Task statement:
All lines holding the word "flag" are to be copied from the records beneath.

[Extracted records]

□ □ □ □

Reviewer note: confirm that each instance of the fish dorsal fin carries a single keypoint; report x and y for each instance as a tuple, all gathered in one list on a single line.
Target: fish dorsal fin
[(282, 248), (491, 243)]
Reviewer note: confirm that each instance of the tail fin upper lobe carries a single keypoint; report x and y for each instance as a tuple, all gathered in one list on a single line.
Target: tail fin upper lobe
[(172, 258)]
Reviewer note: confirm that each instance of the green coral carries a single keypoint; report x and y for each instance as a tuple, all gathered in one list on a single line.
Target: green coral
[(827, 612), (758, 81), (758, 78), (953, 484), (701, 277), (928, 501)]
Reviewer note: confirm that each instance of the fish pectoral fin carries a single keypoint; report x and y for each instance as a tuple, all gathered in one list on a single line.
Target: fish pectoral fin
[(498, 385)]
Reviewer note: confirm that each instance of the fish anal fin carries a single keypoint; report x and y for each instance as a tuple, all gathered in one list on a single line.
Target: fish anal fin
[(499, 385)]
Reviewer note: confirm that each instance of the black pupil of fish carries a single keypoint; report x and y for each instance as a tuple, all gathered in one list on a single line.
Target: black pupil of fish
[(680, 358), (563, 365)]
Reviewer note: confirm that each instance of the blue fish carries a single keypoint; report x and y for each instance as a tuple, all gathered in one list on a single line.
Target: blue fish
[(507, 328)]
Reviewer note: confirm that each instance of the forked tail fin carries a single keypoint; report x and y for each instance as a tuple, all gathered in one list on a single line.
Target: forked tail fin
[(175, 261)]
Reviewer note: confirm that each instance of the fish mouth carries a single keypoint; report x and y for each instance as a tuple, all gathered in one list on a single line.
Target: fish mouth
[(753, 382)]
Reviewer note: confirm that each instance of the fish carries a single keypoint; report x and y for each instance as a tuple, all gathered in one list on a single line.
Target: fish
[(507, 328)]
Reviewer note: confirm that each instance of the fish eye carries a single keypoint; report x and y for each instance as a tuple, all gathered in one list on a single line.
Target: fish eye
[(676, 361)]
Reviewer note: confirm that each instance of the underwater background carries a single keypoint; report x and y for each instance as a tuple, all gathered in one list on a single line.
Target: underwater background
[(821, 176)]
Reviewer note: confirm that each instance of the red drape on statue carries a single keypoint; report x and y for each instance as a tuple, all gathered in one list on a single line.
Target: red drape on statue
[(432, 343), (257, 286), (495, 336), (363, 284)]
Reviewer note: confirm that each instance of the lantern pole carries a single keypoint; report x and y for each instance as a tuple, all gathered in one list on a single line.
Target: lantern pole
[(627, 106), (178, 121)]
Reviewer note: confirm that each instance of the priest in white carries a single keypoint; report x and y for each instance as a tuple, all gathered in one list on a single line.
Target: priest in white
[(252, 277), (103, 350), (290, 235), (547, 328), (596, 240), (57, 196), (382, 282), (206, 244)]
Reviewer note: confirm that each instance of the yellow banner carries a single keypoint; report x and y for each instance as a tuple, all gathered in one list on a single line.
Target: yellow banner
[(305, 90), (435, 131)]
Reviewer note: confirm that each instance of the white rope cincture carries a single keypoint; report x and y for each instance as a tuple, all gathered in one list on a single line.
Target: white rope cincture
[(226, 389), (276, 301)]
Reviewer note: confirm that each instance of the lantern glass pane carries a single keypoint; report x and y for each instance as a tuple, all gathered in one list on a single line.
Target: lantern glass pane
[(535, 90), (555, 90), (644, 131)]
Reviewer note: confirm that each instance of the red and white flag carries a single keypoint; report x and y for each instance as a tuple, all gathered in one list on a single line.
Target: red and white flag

□ □ □ □

Solved problem:
Reviewer note: confirm that each instance of the red and white flag carries a single keypoint; report x and y for each instance as a tuple, all gathered in one list on a single line.
Target: red and white flag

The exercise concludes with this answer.